» **Data rows**:
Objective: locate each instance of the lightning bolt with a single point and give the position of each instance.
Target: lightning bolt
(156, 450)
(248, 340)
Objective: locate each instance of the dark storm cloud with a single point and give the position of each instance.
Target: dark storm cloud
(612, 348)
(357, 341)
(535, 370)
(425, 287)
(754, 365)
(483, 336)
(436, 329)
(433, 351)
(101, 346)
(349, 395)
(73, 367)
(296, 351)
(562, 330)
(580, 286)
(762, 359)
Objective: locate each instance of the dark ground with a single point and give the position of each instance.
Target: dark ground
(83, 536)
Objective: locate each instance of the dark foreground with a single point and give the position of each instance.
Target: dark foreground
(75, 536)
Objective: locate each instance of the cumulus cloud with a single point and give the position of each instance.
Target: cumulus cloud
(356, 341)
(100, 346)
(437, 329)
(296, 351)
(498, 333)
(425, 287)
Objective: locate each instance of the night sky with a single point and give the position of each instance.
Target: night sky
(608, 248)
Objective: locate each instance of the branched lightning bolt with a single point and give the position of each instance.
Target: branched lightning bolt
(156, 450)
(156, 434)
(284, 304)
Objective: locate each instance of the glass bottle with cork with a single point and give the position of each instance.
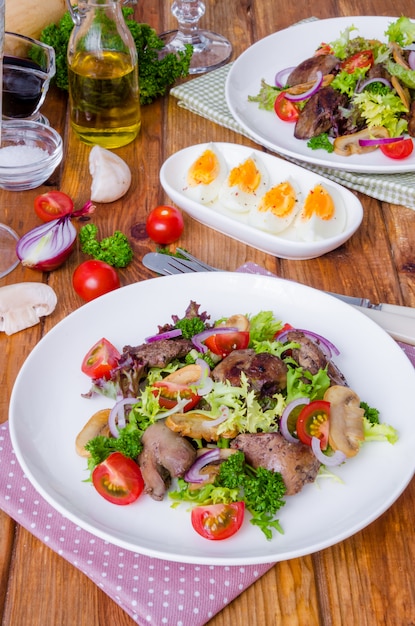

» **Exercise instructions**: Convert the records into a JSON list of strings, one string per line and no blank lines, beginning at the line that contains "Objective: locate each instance of the night" and running through the end of the records. Leave the pictures out of the list.

» **Solution for this exercise**:
[
  "Objective: locate each instance of the night sky with a single point and give the position of each instance.",
  "Target: night sky",
  "(608, 248)",
  "Objective: locate each instance of the branched lightning bolt with a single point and give the position of each instance.",
  "Target: branched lightning bolt",
  "(156, 450)",
  "(156, 434)",
  "(284, 304)",
  "Objective: locate each instance of the glass bottle with cork with a single point and give the position of each instance."
]